What you are asked to do: The records are to be restated in their entirety, word for word.

### Information given

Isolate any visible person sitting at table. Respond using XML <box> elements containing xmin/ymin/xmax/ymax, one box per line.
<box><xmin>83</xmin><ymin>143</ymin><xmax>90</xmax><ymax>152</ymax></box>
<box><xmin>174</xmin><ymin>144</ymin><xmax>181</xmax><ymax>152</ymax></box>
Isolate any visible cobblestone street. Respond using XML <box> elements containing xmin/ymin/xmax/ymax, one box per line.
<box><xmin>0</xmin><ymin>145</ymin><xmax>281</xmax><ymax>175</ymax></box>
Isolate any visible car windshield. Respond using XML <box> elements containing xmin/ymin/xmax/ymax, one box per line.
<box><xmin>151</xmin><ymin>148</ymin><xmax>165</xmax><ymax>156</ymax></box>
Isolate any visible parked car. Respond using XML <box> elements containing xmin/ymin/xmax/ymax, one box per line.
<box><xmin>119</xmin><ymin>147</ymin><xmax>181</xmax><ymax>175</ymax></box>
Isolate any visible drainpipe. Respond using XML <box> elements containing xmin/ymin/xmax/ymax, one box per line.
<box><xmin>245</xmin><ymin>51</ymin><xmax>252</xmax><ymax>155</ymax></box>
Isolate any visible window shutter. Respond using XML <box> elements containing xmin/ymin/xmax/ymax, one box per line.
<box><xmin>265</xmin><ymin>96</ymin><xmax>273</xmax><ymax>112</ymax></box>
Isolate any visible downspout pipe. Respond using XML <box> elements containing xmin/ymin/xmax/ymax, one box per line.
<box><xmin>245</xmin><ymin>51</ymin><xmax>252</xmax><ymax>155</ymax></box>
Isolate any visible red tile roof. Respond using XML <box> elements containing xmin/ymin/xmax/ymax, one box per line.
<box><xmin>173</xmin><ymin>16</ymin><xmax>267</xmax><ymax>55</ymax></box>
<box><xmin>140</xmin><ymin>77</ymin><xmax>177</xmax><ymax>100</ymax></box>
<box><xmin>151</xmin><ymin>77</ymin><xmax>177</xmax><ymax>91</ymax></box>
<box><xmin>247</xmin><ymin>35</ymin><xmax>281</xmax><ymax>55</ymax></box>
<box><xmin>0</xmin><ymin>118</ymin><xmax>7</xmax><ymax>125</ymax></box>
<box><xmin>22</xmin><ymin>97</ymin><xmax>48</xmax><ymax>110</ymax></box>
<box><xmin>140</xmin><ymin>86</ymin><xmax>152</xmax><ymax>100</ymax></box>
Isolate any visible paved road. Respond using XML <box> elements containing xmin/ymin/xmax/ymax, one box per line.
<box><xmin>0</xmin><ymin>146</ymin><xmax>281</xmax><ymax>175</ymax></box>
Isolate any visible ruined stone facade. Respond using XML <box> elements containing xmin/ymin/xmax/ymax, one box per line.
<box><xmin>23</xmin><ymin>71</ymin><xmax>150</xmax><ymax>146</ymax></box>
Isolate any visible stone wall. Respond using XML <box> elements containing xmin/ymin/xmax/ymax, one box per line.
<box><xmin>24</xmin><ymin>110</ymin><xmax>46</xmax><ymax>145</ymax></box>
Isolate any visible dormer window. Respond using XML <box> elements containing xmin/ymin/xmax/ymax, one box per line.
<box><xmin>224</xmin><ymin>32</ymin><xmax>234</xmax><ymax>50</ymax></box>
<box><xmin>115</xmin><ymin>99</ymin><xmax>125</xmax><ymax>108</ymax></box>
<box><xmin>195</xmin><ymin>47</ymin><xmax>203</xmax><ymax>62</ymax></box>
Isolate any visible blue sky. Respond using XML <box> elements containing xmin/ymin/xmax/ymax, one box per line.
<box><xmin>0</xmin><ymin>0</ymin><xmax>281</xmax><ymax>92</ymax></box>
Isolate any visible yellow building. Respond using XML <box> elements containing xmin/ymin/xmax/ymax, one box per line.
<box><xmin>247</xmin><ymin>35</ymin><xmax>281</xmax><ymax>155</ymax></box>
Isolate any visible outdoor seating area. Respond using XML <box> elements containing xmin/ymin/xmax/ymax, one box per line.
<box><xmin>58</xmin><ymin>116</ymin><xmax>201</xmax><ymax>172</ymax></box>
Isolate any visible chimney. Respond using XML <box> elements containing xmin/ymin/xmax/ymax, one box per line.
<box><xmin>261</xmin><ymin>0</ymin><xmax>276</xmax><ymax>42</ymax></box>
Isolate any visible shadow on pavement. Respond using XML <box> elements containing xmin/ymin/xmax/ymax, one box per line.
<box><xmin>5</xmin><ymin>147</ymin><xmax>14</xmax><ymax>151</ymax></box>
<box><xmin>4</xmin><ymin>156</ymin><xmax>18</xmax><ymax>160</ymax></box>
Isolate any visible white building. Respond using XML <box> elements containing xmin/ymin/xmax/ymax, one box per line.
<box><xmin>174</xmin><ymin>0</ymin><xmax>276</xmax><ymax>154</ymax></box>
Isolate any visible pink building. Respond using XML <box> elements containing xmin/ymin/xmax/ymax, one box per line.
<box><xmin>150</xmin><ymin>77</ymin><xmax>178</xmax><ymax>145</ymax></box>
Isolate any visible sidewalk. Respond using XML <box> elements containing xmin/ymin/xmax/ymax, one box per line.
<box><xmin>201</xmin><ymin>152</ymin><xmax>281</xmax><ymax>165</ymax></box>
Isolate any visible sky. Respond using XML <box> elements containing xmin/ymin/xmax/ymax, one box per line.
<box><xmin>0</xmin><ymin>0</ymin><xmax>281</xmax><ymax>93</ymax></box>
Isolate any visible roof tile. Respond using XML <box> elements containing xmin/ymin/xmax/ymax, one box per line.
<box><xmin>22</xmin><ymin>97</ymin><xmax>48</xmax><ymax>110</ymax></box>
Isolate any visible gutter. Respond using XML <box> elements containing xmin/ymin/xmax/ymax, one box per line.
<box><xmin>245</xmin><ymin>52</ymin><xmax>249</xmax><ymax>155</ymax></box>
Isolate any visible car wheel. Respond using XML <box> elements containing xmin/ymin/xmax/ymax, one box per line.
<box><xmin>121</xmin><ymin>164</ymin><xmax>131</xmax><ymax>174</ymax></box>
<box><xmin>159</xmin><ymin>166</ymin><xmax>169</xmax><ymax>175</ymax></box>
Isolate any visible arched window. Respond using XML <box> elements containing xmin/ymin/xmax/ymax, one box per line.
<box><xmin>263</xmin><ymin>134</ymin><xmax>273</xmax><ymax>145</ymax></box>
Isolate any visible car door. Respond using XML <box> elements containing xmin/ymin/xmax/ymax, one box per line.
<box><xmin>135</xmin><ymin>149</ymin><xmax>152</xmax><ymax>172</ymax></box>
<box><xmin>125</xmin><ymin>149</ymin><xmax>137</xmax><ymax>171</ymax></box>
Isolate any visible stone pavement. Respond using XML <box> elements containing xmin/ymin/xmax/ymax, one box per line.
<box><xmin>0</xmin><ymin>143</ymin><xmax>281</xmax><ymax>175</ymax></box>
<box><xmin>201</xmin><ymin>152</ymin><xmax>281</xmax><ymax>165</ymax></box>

######

Solution for this exercise:
Isolate any visible person sitting at table. Respond using XML <box> elements containing xmin/ymin/xmax/ymax, one box per line.
<box><xmin>83</xmin><ymin>143</ymin><xmax>90</xmax><ymax>152</ymax></box>
<box><xmin>174</xmin><ymin>144</ymin><xmax>181</xmax><ymax>152</ymax></box>
Isolate any visible cobblestone street. Respond using XML <box> elements containing xmin/ymin/xmax/ymax, one box per line.
<box><xmin>0</xmin><ymin>145</ymin><xmax>281</xmax><ymax>175</ymax></box>
Isolate any visible car windshield. Respond using XML <box> elements containing xmin/ymin/xmax/ymax, one box per line.
<box><xmin>151</xmin><ymin>148</ymin><xmax>165</xmax><ymax>156</ymax></box>
Isolate any visible parked car. Respond using XML <box> elements containing xmin/ymin/xmax/ymax, one box per line.
<box><xmin>119</xmin><ymin>147</ymin><xmax>181</xmax><ymax>175</ymax></box>
Isolate any visible drainpipe. Respond using XML <box> elements containing xmin/ymin/xmax/ymax, one box per line.
<box><xmin>245</xmin><ymin>51</ymin><xmax>252</xmax><ymax>155</ymax></box>
Isolate any visible window shutter. Respond using XML <box> elements containing xmin/ymin/xmax/ymax, one box per line.
<box><xmin>265</xmin><ymin>96</ymin><xmax>273</xmax><ymax>112</ymax></box>
Isolate any visible downspout pipe. Respond using XML <box> elements containing xmin/ymin/xmax/ymax, one box per line.
<box><xmin>245</xmin><ymin>51</ymin><xmax>252</xmax><ymax>155</ymax></box>
Isolate any visible red tile roof. Respond using XML <box> elements containing xmin/ymin/xmax/ymax, one box per line.
<box><xmin>173</xmin><ymin>16</ymin><xmax>267</xmax><ymax>55</ymax></box>
<box><xmin>140</xmin><ymin>77</ymin><xmax>177</xmax><ymax>100</ymax></box>
<box><xmin>151</xmin><ymin>77</ymin><xmax>177</xmax><ymax>91</ymax></box>
<box><xmin>247</xmin><ymin>35</ymin><xmax>281</xmax><ymax>55</ymax></box>
<box><xmin>0</xmin><ymin>118</ymin><xmax>7</xmax><ymax>125</ymax></box>
<box><xmin>22</xmin><ymin>97</ymin><xmax>48</xmax><ymax>110</ymax></box>
<box><xmin>140</xmin><ymin>86</ymin><xmax>152</xmax><ymax>100</ymax></box>
Isolate any visible paved road. Respond using XML <box> elements containing xmin/ymin/xmax/ymax, one box per line.
<box><xmin>0</xmin><ymin>146</ymin><xmax>281</xmax><ymax>175</ymax></box>
Isolate any visible ruined stone facade. Respond using XML <box> elements containing xmin/ymin/xmax/ymax, one box per line.
<box><xmin>23</xmin><ymin>71</ymin><xmax>150</xmax><ymax>146</ymax></box>
Isolate any visible stone wall. Respond using XML <box> elements containing xmin/ymin/xmax/ymax, one box per line.
<box><xmin>24</xmin><ymin>110</ymin><xmax>46</xmax><ymax>145</ymax></box>
Isolate any visible dormer window. Respond using XML <box> elements containing xmin/ymin/xmax/ymax, one box per line.
<box><xmin>224</xmin><ymin>32</ymin><xmax>234</xmax><ymax>50</ymax></box>
<box><xmin>115</xmin><ymin>99</ymin><xmax>125</xmax><ymax>108</ymax></box>
<box><xmin>195</xmin><ymin>47</ymin><xmax>203</xmax><ymax>62</ymax></box>
Isolate any visible blue sky. Respond using XML <box> elements containing xmin/ymin/xmax/ymax, one box per line.
<box><xmin>0</xmin><ymin>0</ymin><xmax>281</xmax><ymax>92</ymax></box>
Isolate any visible yellow building. Respond using XML <box> elements containing xmin/ymin/xmax/ymax, one box per line.
<box><xmin>247</xmin><ymin>35</ymin><xmax>281</xmax><ymax>155</ymax></box>
Isolate any visible outdoor seating area. Respond using XML <box> elements containing xmin/ymin/xmax/ymax, one box per line.
<box><xmin>58</xmin><ymin>116</ymin><xmax>201</xmax><ymax>172</ymax></box>
Isolate any visible chimney. Respond using XML <box> elements containing xmin/ymin/xmax/ymax, one box per line.
<box><xmin>261</xmin><ymin>0</ymin><xmax>276</xmax><ymax>42</ymax></box>
Isolate any visible shadow on pavement. Respond using XML <box> elements containing xmin/ymin/xmax/ymax, one box per line.
<box><xmin>5</xmin><ymin>147</ymin><xmax>14</xmax><ymax>151</ymax></box>
<box><xmin>4</xmin><ymin>156</ymin><xmax>18</xmax><ymax>160</ymax></box>
Isolate any visible white building. Respond using XML <box> elements containing xmin/ymin/xmax/ymax, one box per line.
<box><xmin>174</xmin><ymin>0</ymin><xmax>276</xmax><ymax>154</ymax></box>
Isolate any visible pink building. Respond using XML <box> elements containing xmin/ymin/xmax/ymax, one box per line.
<box><xmin>150</xmin><ymin>77</ymin><xmax>178</xmax><ymax>145</ymax></box>
Isolate any visible sidewalk. Respond using XML <box> elements containing xmin/ymin/xmax/ymax, one box per line.
<box><xmin>201</xmin><ymin>152</ymin><xmax>281</xmax><ymax>165</ymax></box>
Isolate any visible sky. Respond using XML <box> elements containing xmin/ymin/xmax/ymax, one box per line.
<box><xmin>0</xmin><ymin>0</ymin><xmax>281</xmax><ymax>93</ymax></box>
Isolate any visible roof tile. Respond using XML <box> elements containing xmin/ymin/xmax/ymax, one box per line.
<box><xmin>22</xmin><ymin>97</ymin><xmax>48</xmax><ymax>110</ymax></box>
Isolate any visible gutter. Respond using XML <box> elements containing xmin/ymin/xmax/ymax, one box per line.
<box><xmin>245</xmin><ymin>52</ymin><xmax>249</xmax><ymax>155</ymax></box>
Isolate any visible car wheel. Respond using XML <box> elements containing xmin/ymin/xmax/ymax, one box per line.
<box><xmin>121</xmin><ymin>164</ymin><xmax>131</xmax><ymax>174</ymax></box>
<box><xmin>159</xmin><ymin>166</ymin><xmax>169</xmax><ymax>175</ymax></box>
Isolate any visible arched window. Respond using XML <box> elements containing xmin/ymin/xmax/ymax, one box per line.
<box><xmin>263</xmin><ymin>134</ymin><xmax>273</xmax><ymax>145</ymax></box>
Isolate any visible car door. Respond using XML <box> elements containing xmin/ymin/xmax/ymax, one box per line.
<box><xmin>135</xmin><ymin>149</ymin><xmax>152</xmax><ymax>172</ymax></box>
<box><xmin>125</xmin><ymin>149</ymin><xmax>137</xmax><ymax>171</ymax></box>
Isolate any visible stone pavement. Respond using XML <box> elements containing xmin/ymin/xmax/ymax, one box per line.
<box><xmin>0</xmin><ymin>143</ymin><xmax>281</xmax><ymax>175</ymax></box>
<box><xmin>201</xmin><ymin>152</ymin><xmax>281</xmax><ymax>165</ymax></box>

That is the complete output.